#### Selected text:
-- -- --
Marc Cooper, LA Weekly
July 3, 2002

He might be america's last small-r republican. Gore Vidal, now 76,
has made a lifetime out of critiquing America's imperial impulses
and has -- through two dozen novels and hundreds of essays --
argued tempestuously that the U.S. should retreat back to its
more Jeffersonian roots, that it should stop meddling in the
affairs of other nations and the private affairs of its own citizens.

That's the thread that runs through Vidal's latest best-seller -- an
oddly packaged collection of essays published in the wake of
September 11 titled Perpetual War for Perpetual Peace: How
We Got To Be So Hated. To answer the question in his subtitle,
Vidal posits that we have no right to scratch our heads over
what motivated the perpetrators of the two biggest terror
attacks in our history, the 1995 Oklahoma City bombing and last
September's twin-tower holocaust.

Vidal writes: "It is a law of physics (still on the books when last I
looked) that in nature there is no action without reaction. The
same appears to be true in human nature -- that is, history." The
"action" Vidal refers to is the hubris of an American empire
abroad (illustrated by a 20-page chart of 200 U.S. overseas
military adventures since the end of World War II) and a budding
police state at home. The inevitable "reaction," says Vidal, is
nothing less than the bloody handiwork of Osama bin Laden and
Timothy McVeigh. "Each was enraged," he says, "by our
government's reckless assaults upon other societies" and was,
therefore, "provoked" into answering with horrendous violence.

Some might take that to be a suggestion that America had it
coming on September 11. So when I met up with Vidal in the
Hollywood Hills home he maintains (while still residing most of his
time in Italy), the first question I asked him was this:

Are you arguing that the 3,000 civilians killed on
September 11 somehow deserved their fate?

GORE VIDAL: I don't think we, the American people, deserved
what happened. Nor do we deserve the sort of governments we
have had over the last 40 years. Our governments have brought
this upon us by their actions all over the world. I have a list in my
new book that gives the reader some idea how busy we have
been. Unfortunately, we only get disinformation from The New
York Times and other official places. Americans have no idea of
the extent of their government's mischief. The number of military
strikes we have made unprovoked, against other countries, since
1947-48 is more than 250. These are major strikes everywhere
from Panama to Iran. And it isn't even a complete list. It doesn't
include places like Chile, as that was a CIA operation. I was only
listing military attacks.
-- -- --
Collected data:

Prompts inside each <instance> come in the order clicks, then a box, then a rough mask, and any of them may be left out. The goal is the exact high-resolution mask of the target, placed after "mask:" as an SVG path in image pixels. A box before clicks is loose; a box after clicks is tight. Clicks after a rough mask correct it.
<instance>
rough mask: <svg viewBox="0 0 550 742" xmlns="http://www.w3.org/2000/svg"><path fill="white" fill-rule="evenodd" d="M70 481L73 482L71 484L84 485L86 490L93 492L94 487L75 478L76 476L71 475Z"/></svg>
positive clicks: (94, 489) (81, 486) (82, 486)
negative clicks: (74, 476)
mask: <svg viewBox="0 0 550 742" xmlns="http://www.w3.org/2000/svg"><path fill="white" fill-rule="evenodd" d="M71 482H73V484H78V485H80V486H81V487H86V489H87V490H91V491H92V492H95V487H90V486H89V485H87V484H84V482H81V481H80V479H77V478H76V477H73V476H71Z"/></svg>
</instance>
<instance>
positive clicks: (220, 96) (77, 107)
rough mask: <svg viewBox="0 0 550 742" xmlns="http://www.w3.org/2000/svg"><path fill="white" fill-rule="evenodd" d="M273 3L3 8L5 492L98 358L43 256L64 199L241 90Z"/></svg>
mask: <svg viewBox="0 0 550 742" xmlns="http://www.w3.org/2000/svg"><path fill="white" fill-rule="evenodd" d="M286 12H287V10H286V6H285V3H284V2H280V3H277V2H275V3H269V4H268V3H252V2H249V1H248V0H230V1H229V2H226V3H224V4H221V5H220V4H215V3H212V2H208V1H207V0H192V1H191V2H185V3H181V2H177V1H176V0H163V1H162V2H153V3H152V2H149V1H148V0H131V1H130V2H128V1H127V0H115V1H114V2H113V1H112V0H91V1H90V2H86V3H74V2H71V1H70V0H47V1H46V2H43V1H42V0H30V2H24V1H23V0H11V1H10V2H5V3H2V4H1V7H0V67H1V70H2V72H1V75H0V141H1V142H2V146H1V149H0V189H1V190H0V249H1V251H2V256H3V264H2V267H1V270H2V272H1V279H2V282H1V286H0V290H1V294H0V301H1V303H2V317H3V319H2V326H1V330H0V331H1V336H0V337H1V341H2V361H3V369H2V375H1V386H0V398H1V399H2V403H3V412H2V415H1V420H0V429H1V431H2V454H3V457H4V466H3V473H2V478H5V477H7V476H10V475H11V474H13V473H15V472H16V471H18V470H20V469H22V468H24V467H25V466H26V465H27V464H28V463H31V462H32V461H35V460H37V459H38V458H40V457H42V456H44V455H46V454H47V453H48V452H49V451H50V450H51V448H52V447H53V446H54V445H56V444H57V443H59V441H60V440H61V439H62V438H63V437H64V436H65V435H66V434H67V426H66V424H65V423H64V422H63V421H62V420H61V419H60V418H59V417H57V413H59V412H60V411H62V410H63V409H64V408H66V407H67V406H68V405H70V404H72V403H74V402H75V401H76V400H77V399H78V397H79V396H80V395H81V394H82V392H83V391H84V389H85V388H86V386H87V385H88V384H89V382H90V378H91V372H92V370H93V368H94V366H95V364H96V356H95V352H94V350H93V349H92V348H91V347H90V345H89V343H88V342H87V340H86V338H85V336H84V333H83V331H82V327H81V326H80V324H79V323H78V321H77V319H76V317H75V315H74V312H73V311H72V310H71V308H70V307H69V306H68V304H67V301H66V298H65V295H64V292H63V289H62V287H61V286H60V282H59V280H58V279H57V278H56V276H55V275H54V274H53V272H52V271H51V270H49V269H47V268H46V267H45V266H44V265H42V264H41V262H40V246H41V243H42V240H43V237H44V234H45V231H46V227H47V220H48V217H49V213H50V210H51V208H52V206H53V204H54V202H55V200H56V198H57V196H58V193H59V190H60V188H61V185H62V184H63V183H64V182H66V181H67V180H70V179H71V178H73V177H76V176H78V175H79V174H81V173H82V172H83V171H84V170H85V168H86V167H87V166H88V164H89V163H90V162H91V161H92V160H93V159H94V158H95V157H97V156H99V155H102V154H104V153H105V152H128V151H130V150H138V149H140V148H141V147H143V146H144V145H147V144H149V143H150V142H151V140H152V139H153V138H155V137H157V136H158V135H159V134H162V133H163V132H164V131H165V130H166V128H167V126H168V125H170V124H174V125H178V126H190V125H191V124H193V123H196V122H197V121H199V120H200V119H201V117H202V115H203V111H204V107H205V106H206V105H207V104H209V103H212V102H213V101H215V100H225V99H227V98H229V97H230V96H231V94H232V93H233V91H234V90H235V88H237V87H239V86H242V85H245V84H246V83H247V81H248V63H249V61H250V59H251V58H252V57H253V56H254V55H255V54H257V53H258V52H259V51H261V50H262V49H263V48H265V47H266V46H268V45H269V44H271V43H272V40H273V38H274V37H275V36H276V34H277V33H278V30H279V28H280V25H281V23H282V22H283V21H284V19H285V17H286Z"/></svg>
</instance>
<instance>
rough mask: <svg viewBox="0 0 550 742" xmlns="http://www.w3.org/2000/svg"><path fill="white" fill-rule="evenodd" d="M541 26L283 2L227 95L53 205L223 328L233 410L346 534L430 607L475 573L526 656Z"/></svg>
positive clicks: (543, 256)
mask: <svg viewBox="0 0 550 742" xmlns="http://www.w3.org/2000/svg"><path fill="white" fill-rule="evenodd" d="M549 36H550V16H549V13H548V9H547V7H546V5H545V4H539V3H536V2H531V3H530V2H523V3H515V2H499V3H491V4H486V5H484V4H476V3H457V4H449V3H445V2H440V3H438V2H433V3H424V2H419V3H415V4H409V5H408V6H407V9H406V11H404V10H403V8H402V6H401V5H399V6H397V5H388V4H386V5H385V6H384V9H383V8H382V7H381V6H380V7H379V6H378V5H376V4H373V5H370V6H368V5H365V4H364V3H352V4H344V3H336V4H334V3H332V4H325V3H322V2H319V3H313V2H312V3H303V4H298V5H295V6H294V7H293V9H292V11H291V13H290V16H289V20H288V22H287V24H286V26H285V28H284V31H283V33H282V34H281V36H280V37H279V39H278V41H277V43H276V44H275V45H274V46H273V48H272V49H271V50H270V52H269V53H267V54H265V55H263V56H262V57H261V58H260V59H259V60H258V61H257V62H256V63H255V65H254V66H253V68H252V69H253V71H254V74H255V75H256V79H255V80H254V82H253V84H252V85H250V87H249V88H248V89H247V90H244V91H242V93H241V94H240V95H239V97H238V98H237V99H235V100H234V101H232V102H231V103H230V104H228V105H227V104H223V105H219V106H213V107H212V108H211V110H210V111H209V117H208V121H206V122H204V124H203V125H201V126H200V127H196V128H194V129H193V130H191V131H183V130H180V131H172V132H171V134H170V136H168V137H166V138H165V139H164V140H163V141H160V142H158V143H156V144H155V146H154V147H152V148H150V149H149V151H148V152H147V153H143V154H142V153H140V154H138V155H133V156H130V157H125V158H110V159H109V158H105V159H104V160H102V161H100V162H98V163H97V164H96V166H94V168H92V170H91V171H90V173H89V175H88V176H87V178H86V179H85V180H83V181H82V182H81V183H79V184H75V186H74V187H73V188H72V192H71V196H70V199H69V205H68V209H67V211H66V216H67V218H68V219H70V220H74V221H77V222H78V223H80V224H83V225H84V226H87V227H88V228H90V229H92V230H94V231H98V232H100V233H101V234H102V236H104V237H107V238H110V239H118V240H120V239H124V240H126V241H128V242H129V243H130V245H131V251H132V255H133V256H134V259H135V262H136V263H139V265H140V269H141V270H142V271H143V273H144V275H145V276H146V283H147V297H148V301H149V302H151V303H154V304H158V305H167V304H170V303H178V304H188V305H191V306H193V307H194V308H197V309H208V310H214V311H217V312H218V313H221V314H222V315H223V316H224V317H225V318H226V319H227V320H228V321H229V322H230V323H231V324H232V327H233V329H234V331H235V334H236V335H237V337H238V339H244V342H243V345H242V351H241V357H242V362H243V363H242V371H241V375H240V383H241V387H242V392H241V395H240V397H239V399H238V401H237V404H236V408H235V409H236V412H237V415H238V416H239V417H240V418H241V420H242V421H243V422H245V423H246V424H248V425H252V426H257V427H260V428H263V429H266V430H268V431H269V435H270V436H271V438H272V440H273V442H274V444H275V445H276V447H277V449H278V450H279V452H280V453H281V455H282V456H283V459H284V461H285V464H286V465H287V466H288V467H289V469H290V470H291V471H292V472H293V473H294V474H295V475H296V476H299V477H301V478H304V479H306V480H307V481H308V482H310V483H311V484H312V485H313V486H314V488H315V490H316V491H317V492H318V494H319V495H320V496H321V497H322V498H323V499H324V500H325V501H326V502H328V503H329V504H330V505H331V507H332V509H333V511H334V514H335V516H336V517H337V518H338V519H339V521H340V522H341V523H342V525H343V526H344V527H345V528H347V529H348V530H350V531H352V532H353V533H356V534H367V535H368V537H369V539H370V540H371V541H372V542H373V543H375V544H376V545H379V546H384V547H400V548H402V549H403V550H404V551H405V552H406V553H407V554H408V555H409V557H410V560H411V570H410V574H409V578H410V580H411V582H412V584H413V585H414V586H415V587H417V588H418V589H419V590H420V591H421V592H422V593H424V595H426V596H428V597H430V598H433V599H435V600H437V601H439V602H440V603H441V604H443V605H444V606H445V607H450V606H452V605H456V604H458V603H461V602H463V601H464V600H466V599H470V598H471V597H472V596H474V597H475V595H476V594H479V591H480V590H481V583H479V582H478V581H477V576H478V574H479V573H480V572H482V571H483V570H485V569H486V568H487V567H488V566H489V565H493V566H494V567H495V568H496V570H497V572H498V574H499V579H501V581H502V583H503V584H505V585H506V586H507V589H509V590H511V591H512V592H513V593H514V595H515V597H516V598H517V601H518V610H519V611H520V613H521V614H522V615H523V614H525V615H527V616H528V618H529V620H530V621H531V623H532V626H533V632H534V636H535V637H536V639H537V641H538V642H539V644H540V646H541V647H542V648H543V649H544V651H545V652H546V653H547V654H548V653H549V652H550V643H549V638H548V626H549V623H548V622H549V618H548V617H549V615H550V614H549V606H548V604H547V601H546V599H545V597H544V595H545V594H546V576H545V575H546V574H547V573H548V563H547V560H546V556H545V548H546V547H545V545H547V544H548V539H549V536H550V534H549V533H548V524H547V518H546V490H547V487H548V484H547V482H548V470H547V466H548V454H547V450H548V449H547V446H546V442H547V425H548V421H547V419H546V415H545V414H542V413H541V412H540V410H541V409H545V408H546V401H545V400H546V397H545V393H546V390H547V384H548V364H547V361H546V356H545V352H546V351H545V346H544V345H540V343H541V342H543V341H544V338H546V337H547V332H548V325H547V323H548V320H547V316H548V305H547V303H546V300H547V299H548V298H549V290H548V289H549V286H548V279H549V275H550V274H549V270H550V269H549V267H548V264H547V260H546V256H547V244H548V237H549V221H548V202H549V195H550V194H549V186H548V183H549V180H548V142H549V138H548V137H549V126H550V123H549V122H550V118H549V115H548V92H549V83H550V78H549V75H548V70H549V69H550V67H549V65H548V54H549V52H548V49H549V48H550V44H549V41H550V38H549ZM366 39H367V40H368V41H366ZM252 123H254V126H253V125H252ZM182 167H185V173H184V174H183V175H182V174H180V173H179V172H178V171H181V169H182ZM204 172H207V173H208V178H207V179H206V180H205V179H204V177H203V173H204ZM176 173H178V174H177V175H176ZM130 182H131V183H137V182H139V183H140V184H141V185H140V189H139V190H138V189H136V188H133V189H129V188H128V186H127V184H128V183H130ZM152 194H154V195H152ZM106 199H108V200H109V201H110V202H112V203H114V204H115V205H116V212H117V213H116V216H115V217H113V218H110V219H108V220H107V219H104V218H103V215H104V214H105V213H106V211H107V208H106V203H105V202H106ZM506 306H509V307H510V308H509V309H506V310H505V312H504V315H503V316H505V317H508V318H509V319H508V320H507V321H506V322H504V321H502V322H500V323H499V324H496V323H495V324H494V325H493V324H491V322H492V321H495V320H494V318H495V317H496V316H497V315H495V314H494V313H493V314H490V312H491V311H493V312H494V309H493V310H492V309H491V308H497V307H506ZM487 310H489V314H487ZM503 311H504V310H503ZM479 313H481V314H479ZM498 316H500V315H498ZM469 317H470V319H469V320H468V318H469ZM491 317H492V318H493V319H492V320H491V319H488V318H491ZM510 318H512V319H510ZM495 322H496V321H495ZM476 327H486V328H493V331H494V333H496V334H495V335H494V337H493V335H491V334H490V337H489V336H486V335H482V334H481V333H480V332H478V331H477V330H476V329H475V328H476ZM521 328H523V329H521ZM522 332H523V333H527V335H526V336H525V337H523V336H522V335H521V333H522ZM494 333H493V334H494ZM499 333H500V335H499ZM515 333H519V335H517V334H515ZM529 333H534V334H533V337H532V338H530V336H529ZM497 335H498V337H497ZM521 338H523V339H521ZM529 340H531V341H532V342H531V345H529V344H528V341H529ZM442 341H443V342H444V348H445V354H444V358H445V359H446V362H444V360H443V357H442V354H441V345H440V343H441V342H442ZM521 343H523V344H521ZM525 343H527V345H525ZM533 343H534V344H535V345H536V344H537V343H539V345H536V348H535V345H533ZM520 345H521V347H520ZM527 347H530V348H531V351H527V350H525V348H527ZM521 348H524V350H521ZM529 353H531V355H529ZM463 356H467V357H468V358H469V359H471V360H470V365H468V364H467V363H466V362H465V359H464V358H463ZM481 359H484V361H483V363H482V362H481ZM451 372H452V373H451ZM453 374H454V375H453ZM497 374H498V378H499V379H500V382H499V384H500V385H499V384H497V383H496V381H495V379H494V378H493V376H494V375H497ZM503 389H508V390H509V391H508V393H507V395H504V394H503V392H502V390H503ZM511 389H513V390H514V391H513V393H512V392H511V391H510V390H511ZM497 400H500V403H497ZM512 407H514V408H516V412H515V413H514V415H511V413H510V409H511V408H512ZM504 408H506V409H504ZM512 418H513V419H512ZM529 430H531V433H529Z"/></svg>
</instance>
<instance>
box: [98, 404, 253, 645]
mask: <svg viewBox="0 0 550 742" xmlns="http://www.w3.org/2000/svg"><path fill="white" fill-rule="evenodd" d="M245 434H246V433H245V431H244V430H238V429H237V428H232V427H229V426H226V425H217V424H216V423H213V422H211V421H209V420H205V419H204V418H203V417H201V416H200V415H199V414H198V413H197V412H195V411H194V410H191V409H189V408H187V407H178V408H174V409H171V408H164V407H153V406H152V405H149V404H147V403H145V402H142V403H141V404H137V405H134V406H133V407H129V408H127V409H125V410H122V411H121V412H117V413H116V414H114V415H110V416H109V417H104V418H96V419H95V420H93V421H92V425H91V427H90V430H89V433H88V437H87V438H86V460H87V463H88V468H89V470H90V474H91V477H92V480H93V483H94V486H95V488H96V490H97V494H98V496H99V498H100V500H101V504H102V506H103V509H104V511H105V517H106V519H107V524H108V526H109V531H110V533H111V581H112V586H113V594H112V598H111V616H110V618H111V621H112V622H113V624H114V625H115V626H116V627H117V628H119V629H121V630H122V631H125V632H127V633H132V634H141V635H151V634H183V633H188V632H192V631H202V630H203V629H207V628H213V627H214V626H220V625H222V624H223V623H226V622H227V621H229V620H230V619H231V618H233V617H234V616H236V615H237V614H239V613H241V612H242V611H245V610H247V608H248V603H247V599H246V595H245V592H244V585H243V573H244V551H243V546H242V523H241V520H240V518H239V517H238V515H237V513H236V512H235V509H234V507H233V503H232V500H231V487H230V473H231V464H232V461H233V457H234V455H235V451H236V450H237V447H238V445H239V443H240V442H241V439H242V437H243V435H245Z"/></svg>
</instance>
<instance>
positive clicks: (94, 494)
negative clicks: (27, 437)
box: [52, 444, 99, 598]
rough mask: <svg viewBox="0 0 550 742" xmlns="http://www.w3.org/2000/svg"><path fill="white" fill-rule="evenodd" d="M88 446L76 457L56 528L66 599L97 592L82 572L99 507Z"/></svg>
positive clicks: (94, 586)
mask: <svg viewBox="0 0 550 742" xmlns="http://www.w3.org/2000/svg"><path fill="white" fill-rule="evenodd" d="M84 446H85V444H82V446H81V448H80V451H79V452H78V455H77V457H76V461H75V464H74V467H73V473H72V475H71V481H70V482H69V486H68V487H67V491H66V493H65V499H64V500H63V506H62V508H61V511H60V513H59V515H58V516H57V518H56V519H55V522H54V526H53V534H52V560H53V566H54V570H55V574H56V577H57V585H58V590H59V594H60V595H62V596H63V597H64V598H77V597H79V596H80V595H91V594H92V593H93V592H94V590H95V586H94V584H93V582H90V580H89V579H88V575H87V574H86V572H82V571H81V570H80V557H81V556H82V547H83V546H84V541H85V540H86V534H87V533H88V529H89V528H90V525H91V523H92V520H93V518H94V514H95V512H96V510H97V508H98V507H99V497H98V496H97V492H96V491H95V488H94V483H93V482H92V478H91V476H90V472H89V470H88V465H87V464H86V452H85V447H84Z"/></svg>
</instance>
-- -- --
#### Action item:
Answer these questions about the Gore Vidal excerpt:
(a) How old is Vidal?
(b) How many pages long is the chart in his book, and how many U.S. overseas military adventures does it show?
(c) Which country does Vidal say his list leaves out, and why?

#### Output below:
(a) 76.
(b) The chart is 20 pages long and shows 200 U.S. overseas military adventures since the end of World War II.
(c) Chile, because that was a CIA operation and he was only listing military attacks.